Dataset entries
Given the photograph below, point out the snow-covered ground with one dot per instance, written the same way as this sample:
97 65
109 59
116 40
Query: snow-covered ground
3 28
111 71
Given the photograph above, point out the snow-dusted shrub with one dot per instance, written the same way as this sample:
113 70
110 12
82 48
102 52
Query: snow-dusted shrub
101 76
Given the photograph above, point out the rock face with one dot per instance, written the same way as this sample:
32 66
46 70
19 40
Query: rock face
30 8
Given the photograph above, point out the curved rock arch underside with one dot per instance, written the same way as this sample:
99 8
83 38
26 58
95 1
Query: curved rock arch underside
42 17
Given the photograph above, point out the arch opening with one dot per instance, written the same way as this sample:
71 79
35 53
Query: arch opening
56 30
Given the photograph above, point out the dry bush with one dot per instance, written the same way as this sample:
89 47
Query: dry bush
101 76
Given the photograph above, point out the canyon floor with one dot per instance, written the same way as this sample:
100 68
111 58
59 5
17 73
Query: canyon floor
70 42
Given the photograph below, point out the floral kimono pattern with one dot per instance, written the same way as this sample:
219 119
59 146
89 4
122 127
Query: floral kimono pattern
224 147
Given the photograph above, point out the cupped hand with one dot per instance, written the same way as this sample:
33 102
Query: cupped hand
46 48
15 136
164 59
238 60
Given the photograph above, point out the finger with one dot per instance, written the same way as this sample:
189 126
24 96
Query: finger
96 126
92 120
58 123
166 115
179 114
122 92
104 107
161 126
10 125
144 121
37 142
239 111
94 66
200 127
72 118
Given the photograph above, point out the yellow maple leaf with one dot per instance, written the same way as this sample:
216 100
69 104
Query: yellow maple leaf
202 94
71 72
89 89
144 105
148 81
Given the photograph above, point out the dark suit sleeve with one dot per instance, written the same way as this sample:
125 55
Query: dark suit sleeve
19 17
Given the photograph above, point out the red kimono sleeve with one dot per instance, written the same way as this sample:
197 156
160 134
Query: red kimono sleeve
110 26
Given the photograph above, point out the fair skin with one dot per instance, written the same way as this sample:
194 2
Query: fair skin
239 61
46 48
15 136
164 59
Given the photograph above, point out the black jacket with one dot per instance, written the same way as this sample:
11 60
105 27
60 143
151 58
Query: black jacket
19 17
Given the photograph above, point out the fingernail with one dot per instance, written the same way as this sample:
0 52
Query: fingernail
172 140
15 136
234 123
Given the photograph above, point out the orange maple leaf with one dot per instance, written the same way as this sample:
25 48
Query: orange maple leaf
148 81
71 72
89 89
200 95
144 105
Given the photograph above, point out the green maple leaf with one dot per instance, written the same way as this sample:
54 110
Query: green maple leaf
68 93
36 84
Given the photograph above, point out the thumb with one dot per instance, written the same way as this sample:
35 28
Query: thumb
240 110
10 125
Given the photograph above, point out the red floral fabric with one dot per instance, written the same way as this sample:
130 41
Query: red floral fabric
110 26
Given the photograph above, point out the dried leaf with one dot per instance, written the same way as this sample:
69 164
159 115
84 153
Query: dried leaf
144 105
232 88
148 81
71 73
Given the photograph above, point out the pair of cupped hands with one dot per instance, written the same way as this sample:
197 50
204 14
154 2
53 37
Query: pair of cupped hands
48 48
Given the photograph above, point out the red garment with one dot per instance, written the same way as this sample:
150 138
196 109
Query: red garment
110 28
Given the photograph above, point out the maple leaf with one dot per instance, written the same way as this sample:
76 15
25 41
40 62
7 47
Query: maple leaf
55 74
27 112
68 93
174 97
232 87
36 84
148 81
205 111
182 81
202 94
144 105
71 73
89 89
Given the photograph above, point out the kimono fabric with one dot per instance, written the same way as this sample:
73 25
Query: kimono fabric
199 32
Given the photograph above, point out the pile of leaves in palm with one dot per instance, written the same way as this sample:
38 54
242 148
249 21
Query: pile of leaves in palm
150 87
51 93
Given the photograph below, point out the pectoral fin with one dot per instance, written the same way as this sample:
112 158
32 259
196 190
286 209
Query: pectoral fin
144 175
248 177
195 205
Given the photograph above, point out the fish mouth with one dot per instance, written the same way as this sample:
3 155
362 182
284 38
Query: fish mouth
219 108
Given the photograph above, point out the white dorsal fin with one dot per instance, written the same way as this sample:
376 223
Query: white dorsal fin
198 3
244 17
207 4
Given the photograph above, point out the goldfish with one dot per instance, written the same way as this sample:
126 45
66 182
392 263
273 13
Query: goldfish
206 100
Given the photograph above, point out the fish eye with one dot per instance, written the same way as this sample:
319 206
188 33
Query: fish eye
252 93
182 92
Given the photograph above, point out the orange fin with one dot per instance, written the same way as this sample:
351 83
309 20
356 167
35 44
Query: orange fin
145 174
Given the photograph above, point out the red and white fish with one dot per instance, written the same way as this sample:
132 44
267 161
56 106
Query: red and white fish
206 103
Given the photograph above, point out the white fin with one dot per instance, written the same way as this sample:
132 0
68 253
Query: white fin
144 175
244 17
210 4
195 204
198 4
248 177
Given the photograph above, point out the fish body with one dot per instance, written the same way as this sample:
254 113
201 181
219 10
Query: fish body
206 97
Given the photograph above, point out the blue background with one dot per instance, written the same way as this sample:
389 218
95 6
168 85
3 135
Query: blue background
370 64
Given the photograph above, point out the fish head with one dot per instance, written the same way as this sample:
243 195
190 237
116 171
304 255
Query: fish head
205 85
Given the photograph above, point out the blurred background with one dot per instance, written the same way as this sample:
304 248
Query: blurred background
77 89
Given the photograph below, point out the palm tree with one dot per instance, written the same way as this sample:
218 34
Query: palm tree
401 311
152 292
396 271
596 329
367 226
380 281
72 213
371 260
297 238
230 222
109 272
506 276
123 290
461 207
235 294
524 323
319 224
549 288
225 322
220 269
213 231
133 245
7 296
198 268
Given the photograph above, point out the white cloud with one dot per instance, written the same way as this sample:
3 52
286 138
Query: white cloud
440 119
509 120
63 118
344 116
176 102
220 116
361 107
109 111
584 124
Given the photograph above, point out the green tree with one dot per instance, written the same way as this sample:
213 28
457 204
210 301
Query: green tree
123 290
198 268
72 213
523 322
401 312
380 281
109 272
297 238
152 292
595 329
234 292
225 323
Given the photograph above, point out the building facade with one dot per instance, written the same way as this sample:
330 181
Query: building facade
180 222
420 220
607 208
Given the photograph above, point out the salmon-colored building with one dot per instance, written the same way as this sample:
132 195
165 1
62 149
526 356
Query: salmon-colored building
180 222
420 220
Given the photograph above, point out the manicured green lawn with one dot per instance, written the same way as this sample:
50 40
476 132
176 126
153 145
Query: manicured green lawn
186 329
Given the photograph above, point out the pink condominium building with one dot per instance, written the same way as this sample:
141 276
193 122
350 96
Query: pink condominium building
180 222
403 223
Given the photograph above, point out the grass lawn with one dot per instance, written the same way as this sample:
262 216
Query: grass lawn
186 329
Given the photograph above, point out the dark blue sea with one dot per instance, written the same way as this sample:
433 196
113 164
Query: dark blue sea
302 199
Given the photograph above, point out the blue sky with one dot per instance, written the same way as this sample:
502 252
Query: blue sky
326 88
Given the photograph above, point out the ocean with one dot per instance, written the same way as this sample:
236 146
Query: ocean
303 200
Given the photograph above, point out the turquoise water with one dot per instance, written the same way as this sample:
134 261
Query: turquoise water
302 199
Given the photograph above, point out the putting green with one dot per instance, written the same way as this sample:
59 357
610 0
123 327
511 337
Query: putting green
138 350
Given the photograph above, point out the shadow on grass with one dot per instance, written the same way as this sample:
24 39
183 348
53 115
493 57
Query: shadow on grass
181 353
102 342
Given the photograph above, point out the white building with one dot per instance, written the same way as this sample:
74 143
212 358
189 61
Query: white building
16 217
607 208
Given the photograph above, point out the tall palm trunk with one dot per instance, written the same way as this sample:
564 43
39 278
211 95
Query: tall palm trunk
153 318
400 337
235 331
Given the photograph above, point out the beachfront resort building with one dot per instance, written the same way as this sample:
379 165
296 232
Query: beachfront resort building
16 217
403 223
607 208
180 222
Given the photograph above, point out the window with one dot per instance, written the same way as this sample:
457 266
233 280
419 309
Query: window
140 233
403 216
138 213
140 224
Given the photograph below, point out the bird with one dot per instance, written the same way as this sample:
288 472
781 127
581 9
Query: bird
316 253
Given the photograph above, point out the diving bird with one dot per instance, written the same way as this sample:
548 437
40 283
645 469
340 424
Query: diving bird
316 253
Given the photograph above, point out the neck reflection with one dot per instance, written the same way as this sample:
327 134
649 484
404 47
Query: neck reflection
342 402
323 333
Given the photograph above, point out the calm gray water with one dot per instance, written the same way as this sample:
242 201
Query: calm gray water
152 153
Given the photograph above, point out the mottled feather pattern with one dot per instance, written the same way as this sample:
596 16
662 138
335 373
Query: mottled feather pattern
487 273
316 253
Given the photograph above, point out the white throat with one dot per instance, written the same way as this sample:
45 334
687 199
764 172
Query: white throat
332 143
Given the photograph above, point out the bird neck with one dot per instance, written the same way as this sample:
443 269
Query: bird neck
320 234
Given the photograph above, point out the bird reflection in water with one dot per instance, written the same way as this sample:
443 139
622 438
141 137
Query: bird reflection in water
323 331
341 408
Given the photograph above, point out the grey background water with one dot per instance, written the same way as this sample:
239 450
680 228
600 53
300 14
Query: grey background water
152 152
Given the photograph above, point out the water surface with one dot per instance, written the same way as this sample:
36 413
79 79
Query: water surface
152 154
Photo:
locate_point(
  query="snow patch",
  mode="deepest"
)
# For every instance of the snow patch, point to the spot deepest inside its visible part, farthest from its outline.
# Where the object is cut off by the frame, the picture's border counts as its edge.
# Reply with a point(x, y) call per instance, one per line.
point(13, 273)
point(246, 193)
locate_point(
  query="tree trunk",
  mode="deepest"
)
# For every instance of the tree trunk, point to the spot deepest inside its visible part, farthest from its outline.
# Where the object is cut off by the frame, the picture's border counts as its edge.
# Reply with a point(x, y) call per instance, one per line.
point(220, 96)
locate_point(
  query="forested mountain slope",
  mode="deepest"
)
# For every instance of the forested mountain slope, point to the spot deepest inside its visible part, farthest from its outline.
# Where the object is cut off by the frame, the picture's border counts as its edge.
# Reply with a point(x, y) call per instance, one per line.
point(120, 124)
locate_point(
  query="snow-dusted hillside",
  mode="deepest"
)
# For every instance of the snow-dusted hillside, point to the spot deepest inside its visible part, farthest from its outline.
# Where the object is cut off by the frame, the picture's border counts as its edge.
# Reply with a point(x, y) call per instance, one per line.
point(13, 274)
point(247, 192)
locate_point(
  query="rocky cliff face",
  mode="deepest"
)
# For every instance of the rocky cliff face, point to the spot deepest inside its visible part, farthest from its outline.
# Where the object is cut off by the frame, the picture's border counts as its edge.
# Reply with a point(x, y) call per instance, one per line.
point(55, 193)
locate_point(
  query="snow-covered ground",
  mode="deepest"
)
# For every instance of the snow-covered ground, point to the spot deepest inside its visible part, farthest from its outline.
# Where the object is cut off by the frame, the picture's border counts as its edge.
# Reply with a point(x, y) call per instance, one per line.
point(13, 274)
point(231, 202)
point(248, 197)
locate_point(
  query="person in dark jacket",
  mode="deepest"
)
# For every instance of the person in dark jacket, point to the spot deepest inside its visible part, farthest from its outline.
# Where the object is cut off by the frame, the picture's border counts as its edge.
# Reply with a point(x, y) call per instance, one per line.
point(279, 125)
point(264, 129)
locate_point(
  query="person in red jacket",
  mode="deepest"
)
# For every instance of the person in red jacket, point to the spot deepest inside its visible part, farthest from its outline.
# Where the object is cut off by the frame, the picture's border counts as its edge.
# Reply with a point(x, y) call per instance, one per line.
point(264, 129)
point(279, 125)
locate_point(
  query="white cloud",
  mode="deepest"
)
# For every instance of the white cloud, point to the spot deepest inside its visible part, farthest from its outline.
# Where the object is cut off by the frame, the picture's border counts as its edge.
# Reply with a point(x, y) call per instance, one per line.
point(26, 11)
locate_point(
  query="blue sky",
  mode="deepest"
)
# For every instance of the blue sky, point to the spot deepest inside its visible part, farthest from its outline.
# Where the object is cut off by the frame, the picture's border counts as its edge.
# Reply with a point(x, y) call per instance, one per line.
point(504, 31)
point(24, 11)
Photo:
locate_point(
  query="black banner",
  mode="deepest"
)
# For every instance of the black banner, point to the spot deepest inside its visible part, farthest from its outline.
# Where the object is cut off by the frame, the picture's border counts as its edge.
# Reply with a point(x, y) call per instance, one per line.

Task instructions - Gather every line from the entries above where the word "cliff" appears, and copy them.

Response box -
  query="rocky cliff face",
# For every instance of the rocky cliff face, point to the spot deepest inside its visible part, farthest from its outline.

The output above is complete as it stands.